→ **Input material**
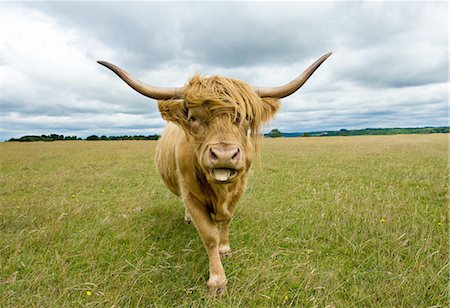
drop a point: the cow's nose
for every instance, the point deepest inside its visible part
(224, 153)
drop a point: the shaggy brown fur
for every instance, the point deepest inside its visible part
(215, 111)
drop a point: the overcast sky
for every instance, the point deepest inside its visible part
(389, 66)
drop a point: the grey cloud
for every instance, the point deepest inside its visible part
(389, 65)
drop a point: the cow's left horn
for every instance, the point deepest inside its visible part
(294, 85)
(143, 88)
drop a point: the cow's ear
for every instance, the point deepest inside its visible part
(271, 106)
(173, 111)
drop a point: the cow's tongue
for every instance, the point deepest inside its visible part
(221, 175)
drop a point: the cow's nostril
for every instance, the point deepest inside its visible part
(212, 155)
(236, 155)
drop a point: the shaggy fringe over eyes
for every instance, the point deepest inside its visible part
(234, 98)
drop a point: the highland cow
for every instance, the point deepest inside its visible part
(207, 148)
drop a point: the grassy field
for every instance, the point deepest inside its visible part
(340, 221)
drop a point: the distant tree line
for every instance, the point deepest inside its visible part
(274, 133)
(383, 131)
(56, 137)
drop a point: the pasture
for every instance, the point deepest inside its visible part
(339, 221)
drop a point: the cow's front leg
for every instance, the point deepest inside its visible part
(224, 245)
(209, 233)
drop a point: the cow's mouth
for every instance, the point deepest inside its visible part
(223, 175)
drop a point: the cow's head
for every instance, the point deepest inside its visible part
(220, 116)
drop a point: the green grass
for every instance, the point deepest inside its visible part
(342, 221)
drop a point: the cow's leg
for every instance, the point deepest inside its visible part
(209, 233)
(224, 244)
(187, 216)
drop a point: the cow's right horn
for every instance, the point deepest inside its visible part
(143, 88)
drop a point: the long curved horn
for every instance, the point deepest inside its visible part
(294, 85)
(143, 88)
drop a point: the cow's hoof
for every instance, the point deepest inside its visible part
(225, 251)
(217, 286)
(187, 220)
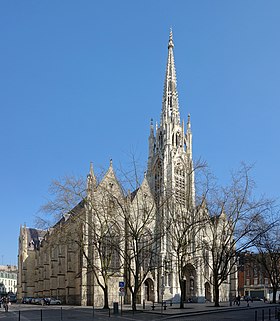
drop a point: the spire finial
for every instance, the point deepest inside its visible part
(189, 122)
(91, 168)
(170, 42)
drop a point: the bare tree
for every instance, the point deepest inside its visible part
(232, 227)
(268, 255)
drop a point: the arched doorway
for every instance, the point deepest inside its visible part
(189, 282)
(208, 292)
(149, 290)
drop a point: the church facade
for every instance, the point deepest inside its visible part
(65, 260)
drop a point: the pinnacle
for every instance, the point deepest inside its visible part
(170, 42)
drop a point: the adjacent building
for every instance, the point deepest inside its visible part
(8, 279)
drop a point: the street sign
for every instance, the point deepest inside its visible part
(121, 284)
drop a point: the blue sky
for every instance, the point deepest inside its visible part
(80, 81)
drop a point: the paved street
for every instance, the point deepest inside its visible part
(258, 311)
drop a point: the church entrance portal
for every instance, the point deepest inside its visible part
(149, 290)
(189, 283)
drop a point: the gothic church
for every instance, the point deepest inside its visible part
(50, 267)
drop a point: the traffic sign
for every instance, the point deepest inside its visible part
(121, 284)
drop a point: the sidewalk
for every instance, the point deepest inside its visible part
(204, 308)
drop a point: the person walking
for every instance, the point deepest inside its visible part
(6, 304)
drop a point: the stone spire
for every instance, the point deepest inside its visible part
(170, 104)
(189, 137)
(91, 179)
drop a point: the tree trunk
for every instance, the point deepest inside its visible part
(106, 299)
(216, 295)
(182, 288)
(274, 292)
(134, 301)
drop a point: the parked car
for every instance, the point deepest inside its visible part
(26, 300)
(36, 300)
(51, 301)
(12, 298)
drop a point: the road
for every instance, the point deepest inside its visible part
(70, 313)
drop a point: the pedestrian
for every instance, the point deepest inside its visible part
(5, 304)
(238, 299)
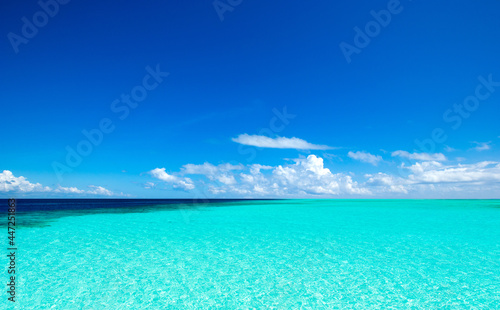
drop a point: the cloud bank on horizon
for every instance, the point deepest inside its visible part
(418, 174)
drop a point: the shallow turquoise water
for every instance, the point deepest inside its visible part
(292, 254)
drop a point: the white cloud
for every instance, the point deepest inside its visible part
(434, 172)
(308, 177)
(365, 157)
(303, 177)
(482, 146)
(68, 190)
(185, 183)
(278, 142)
(448, 148)
(99, 190)
(420, 156)
(20, 185)
(11, 183)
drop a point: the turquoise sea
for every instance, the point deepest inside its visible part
(268, 254)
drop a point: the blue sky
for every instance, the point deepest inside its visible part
(260, 100)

→ **Task statement**
Above, find the line with "drop a point: the traffic sign"; copy it and every line down to the line with "drop a point: the cloud bank on horizon", exactly and both included, but no pictures.

→ **Solution to this exercise**
drop a point: the traffic sign
for every instance, the point deepest inside its visible part
(121, 284)
drop a point: the sidewalk
for every instance, the point deepest inside its visible part
(204, 308)
drop a point: the person walking
for every instance, the point deepest inside its visible part
(6, 304)
drop a point: the stone spire
for every instance, the point deepest inside its visible part
(170, 104)
(189, 137)
(91, 179)
drop a point: the tree trunk
for every instance, the point deepest inside its visible part
(106, 299)
(216, 295)
(182, 288)
(274, 292)
(134, 301)
drop a point: the parked car
for every instance, the point deepest inside its visible part
(26, 300)
(36, 300)
(51, 301)
(12, 298)
drop a point: the road
for every instance, the point deepest inside its visible part
(70, 313)
drop a point: the pedestrian
for every instance, the point deepest inside its visible part
(5, 304)
(238, 299)
drop a point: the cloud bank on horizon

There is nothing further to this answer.